TEXT SHOWN:
··········

These other business interests include catering company Le Supper, which provides corporate hospitality for prestigious events such as the Pirates of the Caribbean film premiere, Superman and Versace parties. He also set up Blonde, an event management company with 80% of its work outside of his clubs. There’s also his pub, The Driver in Kings Cross, which is undergoing a refurbishment, and his mini cab firm that covers around 12 clubs in London.
Billy seems to have it all: a business empire, a beautiful home, a wife and four children, including a son who is the British junior champion at go-karting. He has succeeded in the nightclub trade throughout a tough climate where others have failed. But he still feels a huge amount of frustration at the changes taking place not just within the late night trade, but the country as a whole. He blames the tightening of regulations for negative changes in the late night landscape. He explains: “London’s about businesses, multicultural society and residents all living together and, on a personal level, I’ve realised that as a resident in London you have to live with the good and the bad.
“But the fact is that residents have much more influence over councils than businesses. As a business - and particularly a late night economy business - you have no say.”
He also holds local authorities to account for what he describes as the ‘booze Britain’ effect. “In their infinite wisdom back in the ‘90s, councils started to grant late licences to highstreet pubs, creating oversupply, off the back of which came happy hours and cheap booze. In addition, town centres in places like Romford and Wigan were pedestrianised, effectively turning them into ghettos.” This would not be the problem it is, he says firmly, with some forthought and decent planning.
Billy is happy to hold court on a range of political issues - from Thatcher to the influence of supermarkets on Government policy.
But bringing the conversation back to more immediate issues, and conscious of his inability to sit still, I ask him what’s next up his sleeve.

··········

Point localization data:
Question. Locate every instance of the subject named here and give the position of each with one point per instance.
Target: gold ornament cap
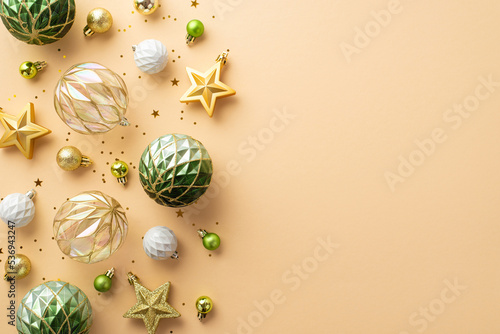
(99, 20)
(204, 304)
(70, 158)
(146, 7)
(17, 267)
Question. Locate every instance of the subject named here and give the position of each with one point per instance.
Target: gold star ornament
(21, 131)
(207, 87)
(151, 305)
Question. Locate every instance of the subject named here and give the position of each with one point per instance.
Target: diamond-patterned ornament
(90, 227)
(38, 21)
(54, 307)
(18, 209)
(91, 99)
(160, 243)
(175, 170)
(150, 56)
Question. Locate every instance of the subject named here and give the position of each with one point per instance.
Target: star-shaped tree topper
(207, 87)
(21, 131)
(151, 305)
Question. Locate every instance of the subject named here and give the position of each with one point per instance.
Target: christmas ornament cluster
(175, 170)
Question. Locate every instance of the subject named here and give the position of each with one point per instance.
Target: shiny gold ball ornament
(204, 304)
(29, 69)
(90, 227)
(17, 267)
(70, 158)
(146, 7)
(119, 169)
(99, 20)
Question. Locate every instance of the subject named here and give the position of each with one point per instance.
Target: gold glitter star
(21, 131)
(151, 305)
(207, 87)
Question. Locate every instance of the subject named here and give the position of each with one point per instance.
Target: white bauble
(18, 209)
(160, 243)
(150, 56)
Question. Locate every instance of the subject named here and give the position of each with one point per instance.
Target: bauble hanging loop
(70, 158)
(99, 20)
(146, 7)
(103, 283)
(18, 210)
(17, 267)
(29, 70)
(211, 241)
(160, 243)
(119, 169)
(195, 29)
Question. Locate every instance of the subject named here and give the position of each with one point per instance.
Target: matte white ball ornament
(150, 56)
(18, 210)
(160, 243)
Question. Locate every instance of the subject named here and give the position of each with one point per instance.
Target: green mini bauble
(38, 21)
(54, 307)
(175, 170)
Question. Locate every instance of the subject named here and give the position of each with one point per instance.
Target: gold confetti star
(21, 131)
(151, 306)
(207, 87)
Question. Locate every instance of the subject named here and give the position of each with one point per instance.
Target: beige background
(321, 176)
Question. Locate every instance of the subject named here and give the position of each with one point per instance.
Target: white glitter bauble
(160, 243)
(18, 209)
(150, 56)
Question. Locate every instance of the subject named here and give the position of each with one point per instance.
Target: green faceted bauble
(54, 307)
(102, 283)
(38, 21)
(175, 170)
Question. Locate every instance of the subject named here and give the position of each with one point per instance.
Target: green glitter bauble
(175, 170)
(54, 307)
(38, 21)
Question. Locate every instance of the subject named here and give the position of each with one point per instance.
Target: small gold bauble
(99, 20)
(146, 7)
(70, 158)
(17, 267)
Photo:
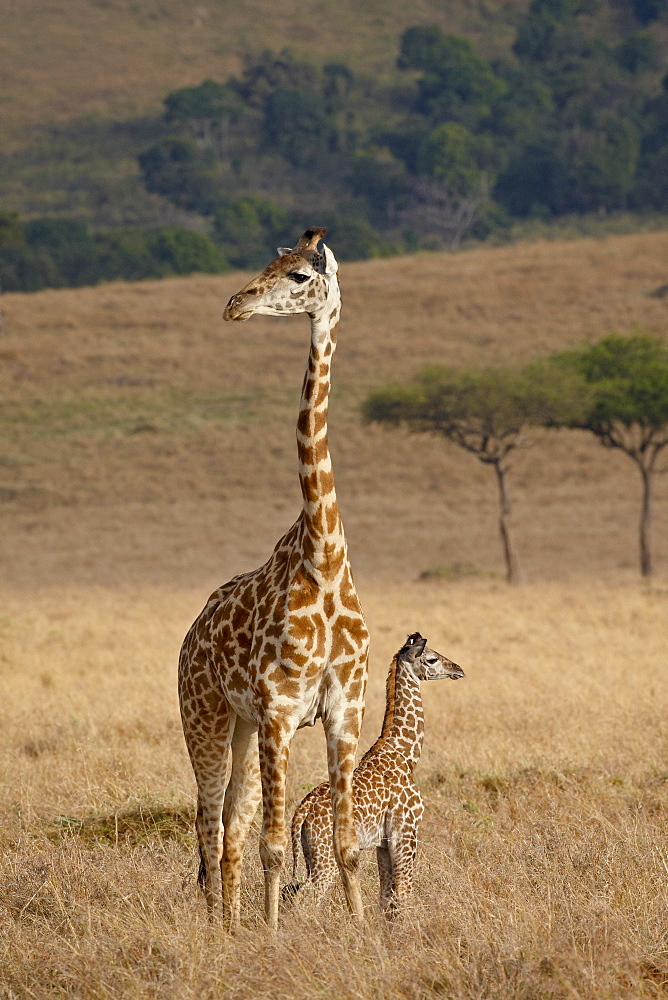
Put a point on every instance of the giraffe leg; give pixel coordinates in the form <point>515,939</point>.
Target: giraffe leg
<point>321,866</point>
<point>341,749</point>
<point>386,878</point>
<point>208,723</point>
<point>242,796</point>
<point>402,849</point>
<point>274,748</point>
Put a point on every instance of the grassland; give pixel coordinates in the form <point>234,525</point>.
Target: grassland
<point>147,454</point>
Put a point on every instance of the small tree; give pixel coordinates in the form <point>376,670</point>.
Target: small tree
<point>485,412</point>
<point>626,407</point>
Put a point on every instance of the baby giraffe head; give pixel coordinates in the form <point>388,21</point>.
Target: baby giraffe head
<point>300,280</point>
<point>427,664</point>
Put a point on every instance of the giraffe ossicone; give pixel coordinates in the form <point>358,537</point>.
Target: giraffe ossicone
<point>388,803</point>
<point>283,645</point>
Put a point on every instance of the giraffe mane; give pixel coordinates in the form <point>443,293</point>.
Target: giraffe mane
<point>390,697</point>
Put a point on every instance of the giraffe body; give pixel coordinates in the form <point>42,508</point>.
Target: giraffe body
<point>285,644</point>
<point>388,803</point>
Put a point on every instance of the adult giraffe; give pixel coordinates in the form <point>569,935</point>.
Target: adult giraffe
<point>279,647</point>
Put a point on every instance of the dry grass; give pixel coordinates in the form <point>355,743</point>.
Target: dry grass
<point>148,453</point>
<point>542,863</point>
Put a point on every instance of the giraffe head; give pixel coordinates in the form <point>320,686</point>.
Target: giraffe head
<point>427,664</point>
<point>300,280</point>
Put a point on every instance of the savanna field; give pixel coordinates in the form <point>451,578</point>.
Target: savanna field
<point>147,454</point>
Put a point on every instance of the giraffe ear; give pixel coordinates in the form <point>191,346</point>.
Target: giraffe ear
<point>413,648</point>
<point>310,240</point>
<point>331,264</point>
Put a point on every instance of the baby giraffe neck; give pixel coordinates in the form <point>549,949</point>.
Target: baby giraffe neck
<point>403,724</point>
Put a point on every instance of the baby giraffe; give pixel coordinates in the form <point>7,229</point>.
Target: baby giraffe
<point>388,804</point>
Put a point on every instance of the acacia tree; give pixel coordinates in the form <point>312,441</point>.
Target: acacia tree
<point>626,407</point>
<point>485,412</point>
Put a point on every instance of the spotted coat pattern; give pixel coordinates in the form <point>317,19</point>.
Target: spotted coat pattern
<point>388,804</point>
<point>277,648</point>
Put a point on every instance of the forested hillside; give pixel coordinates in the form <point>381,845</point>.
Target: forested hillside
<point>558,110</point>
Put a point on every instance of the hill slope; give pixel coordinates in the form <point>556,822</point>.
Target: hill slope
<point>144,438</point>
<point>63,60</point>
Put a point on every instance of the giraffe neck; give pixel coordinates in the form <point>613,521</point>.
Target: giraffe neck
<point>403,724</point>
<point>323,542</point>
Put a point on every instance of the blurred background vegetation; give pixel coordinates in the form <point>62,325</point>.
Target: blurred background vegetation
<point>562,128</point>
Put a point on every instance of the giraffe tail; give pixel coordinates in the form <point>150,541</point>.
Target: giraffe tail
<point>201,872</point>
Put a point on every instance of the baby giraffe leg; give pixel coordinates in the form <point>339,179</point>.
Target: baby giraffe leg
<point>341,749</point>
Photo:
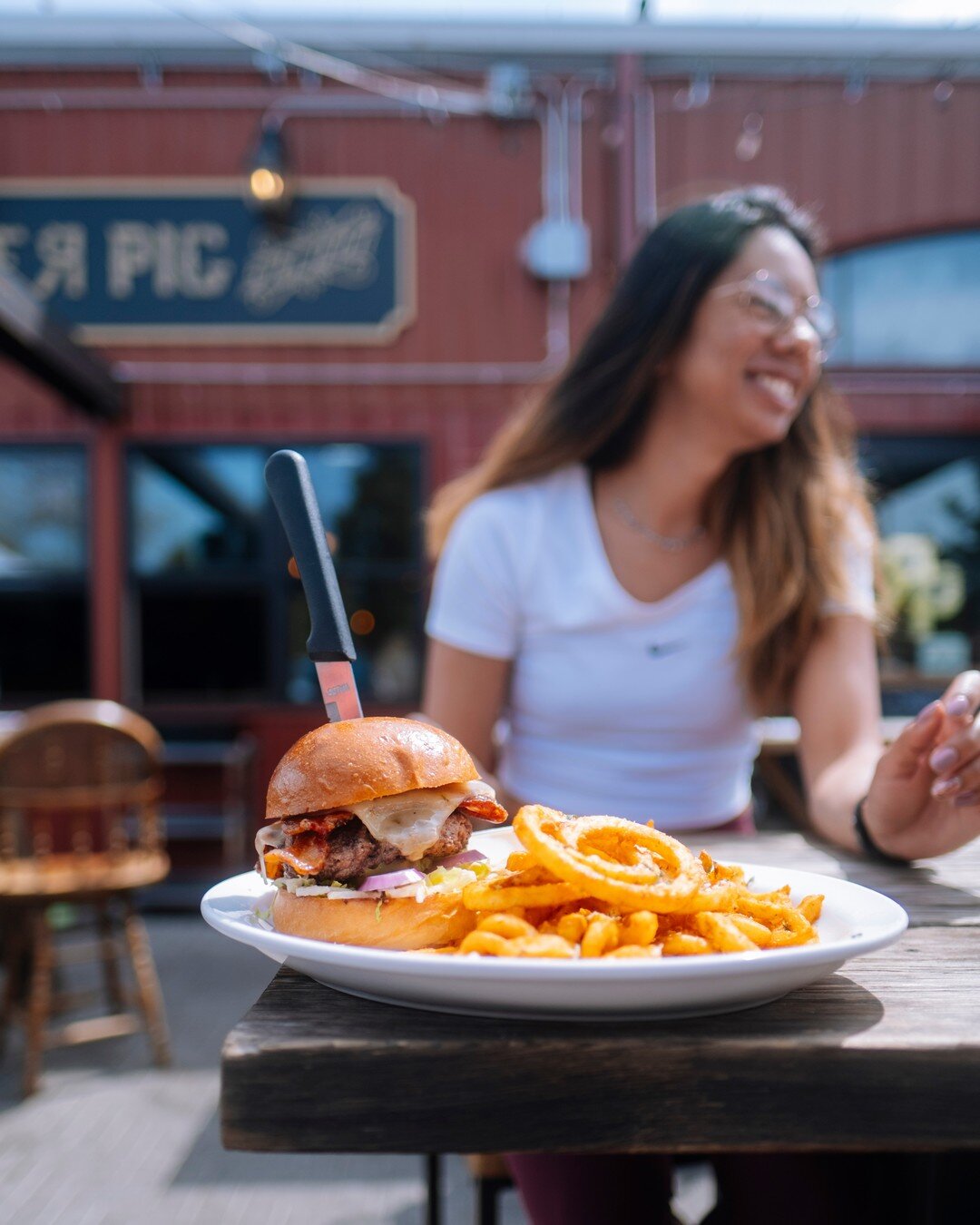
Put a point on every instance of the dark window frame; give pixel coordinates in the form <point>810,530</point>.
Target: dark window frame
<point>76,584</point>
<point>267,573</point>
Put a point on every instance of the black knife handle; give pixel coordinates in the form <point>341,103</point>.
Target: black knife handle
<point>288,482</point>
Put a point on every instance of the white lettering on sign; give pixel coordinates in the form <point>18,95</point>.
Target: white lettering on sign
<point>324,250</point>
<point>200,279</point>
<point>130,252</point>
<point>11,237</point>
<point>174,256</point>
<point>62,249</point>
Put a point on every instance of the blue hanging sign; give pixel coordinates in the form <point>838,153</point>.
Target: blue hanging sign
<point>191,261</point>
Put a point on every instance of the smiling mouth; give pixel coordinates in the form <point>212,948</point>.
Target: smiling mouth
<point>783,391</point>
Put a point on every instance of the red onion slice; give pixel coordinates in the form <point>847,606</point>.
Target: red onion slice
<point>391,879</point>
<point>463,857</point>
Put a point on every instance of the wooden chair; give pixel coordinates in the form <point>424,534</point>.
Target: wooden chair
<point>80,784</point>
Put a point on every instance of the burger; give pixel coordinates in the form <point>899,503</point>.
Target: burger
<point>367,842</point>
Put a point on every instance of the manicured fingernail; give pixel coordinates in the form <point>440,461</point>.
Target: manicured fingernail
<point>958,704</point>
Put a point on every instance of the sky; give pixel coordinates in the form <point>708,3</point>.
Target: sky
<point>837,11</point>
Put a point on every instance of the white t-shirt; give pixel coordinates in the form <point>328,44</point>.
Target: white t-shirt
<point>616,706</point>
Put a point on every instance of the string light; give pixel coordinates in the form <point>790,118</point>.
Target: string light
<point>269,172</point>
<point>750,139</point>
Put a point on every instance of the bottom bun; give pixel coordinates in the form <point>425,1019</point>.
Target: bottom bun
<point>398,923</point>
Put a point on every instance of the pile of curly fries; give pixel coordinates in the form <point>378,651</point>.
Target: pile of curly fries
<point>604,887</point>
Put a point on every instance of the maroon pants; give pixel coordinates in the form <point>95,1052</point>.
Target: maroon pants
<point>772,1189</point>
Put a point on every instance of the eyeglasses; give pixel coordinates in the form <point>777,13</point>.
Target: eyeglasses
<point>766,299</point>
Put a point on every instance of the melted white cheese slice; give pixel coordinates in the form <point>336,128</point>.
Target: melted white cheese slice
<point>413,819</point>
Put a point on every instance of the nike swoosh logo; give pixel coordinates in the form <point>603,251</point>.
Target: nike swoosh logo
<point>664,648</point>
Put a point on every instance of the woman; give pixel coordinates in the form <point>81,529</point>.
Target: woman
<point>674,541</point>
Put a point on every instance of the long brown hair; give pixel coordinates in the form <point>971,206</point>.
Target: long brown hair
<point>780,514</point>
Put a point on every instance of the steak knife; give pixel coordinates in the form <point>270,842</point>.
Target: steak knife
<point>329,644</point>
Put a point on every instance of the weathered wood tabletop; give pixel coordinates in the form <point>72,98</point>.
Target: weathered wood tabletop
<point>882,1054</point>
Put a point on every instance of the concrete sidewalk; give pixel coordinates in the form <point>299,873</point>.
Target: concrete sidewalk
<point>112,1141</point>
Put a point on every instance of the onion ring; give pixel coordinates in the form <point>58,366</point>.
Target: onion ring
<point>661,881</point>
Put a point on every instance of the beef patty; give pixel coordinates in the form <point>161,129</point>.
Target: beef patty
<point>349,850</point>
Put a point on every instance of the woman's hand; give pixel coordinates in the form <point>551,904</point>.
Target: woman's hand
<point>924,799</point>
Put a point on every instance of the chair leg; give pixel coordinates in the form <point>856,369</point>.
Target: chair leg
<point>434,1189</point>
<point>487,1190</point>
<point>108,956</point>
<point>147,985</point>
<point>38,998</point>
<point>14,969</point>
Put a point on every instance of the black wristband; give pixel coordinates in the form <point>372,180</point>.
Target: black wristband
<point>867,843</point>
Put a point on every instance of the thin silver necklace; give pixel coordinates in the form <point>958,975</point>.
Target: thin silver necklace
<point>672,544</point>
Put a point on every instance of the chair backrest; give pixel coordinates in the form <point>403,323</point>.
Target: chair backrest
<point>83,778</point>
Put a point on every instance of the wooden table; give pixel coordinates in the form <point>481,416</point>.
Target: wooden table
<point>885,1054</point>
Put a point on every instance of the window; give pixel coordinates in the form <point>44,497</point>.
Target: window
<point>218,616</point>
<point>928,514</point>
<point>913,303</point>
<point>43,573</point>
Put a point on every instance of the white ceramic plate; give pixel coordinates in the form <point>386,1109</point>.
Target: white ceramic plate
<point>855,920</point>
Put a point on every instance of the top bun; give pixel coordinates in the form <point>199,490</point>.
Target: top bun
<point>359,760</point>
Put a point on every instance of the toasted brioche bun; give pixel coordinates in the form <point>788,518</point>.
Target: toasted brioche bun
<point>398,923</point>
<point>360,760</point>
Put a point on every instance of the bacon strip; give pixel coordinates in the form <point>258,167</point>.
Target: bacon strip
<point>307,855</point>
<point>318,822</point>
<point>486,810</point>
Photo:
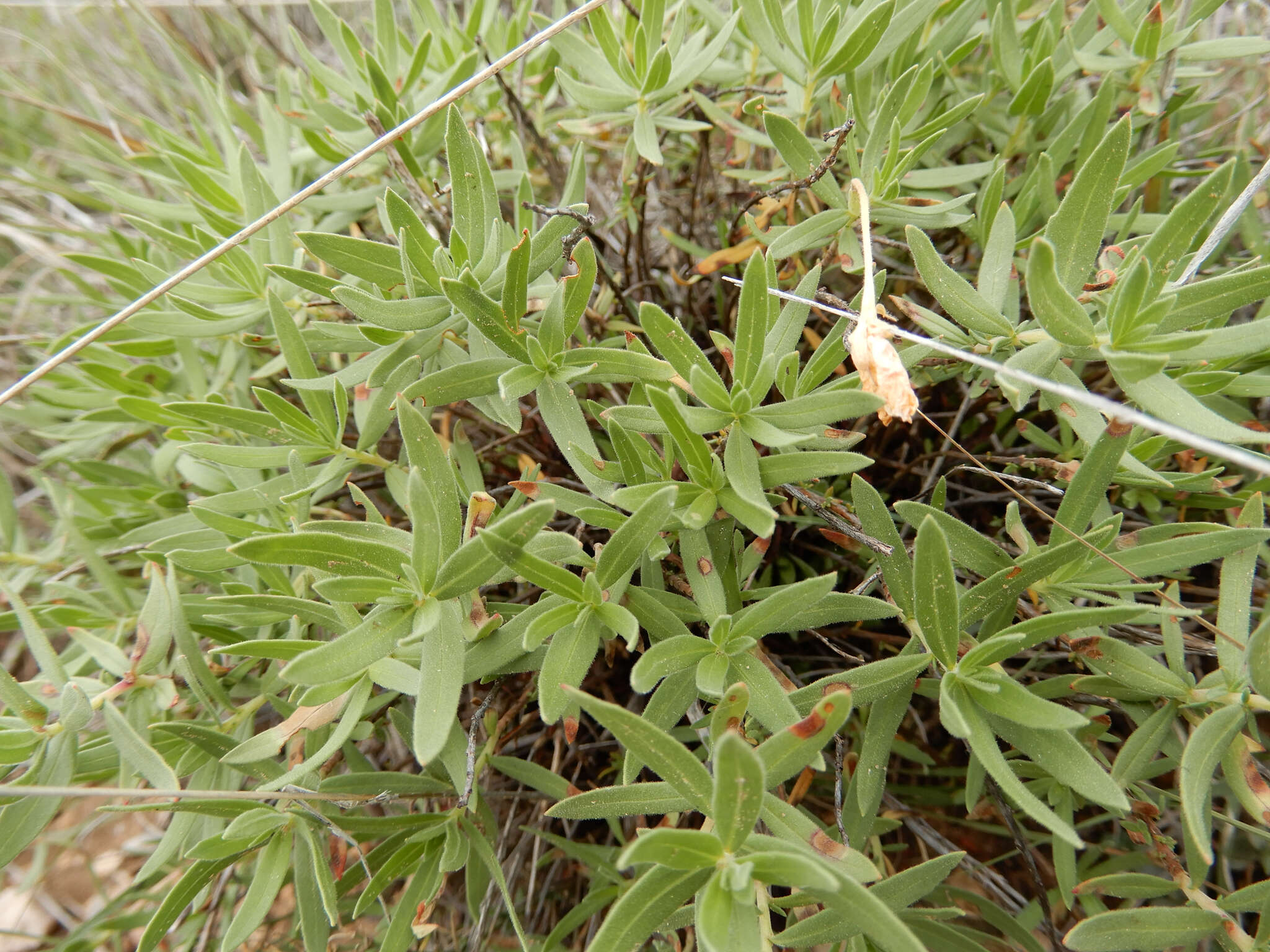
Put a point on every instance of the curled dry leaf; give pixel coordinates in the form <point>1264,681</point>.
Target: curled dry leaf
<point>309,718</point>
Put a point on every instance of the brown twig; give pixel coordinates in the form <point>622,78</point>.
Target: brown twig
<point>586,223</point>
<point>525,122</point>
<point>1025,851</point>
<point>414,191</point>
<point>819,172</point>
<point>838,748</point>
<point>817,506</point>
<point>992,883</point>
<point>470,781</point>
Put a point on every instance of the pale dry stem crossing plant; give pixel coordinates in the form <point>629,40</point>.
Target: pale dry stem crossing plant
<point>431,557</point>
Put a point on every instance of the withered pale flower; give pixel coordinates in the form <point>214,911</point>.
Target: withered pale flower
<point>881,368</point>
<point>877,359</point>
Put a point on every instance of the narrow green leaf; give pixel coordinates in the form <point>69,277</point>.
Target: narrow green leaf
<point>1201,756</point>
<point>738,790</point>
<point>271,868</point>
<point>1077,227</point>
<point>662,753</point>
<point>935,578</point>
<point>1057,310</point>
<point>1142,930</point>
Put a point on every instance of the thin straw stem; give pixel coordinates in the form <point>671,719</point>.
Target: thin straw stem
<point>308,192</point>
<point>1116,410</point>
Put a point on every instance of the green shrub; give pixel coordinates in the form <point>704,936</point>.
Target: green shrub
<point>374,535</point>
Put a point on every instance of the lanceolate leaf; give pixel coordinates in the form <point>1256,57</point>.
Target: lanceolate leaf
<point>646,906</point>
<point>1203,752</point>
<point>1148,928</point>
<point>665,756</point>
<point>1076,229</point>
<point>938,604</point>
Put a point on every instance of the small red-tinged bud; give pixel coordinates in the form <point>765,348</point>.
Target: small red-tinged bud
<point>809,726</point>
<point>826,845</point>
<point>525,487</point>
<point>1088,648</point>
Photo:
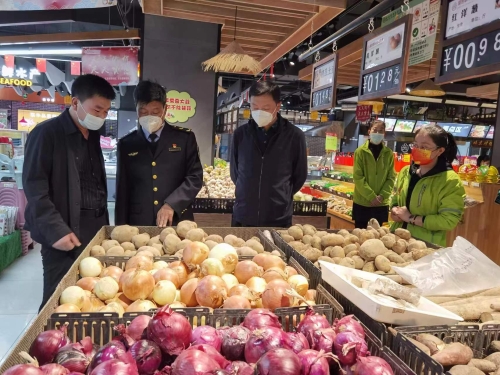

··········

WORK REQUEST: Reproduce the passage of the profile of Billy starting with "He also holds" and going on through "on Government policy.". The listing has nothing to do with the profile of Billy.

SOLUTION FOR THIS PROBLEM:
He also holds local authorities to account for what he describes as the ‘booze Britain’ effect. “In their infinite wisdom back in the ‘90s, councils started to grant late licences to highstreet pubs, creating oversupply, off the back of which came happy hours and cheap booze. In addition, town centres in places like Romford and Wigan were pedestrianised, effectively turning them into ghettos.” This would not be the problem it is, he says firmly, with some forthought and decent planning.
Billy is happy to hold court on a range of political issues - from Thatcher to the influence of supermarkets on Government policy.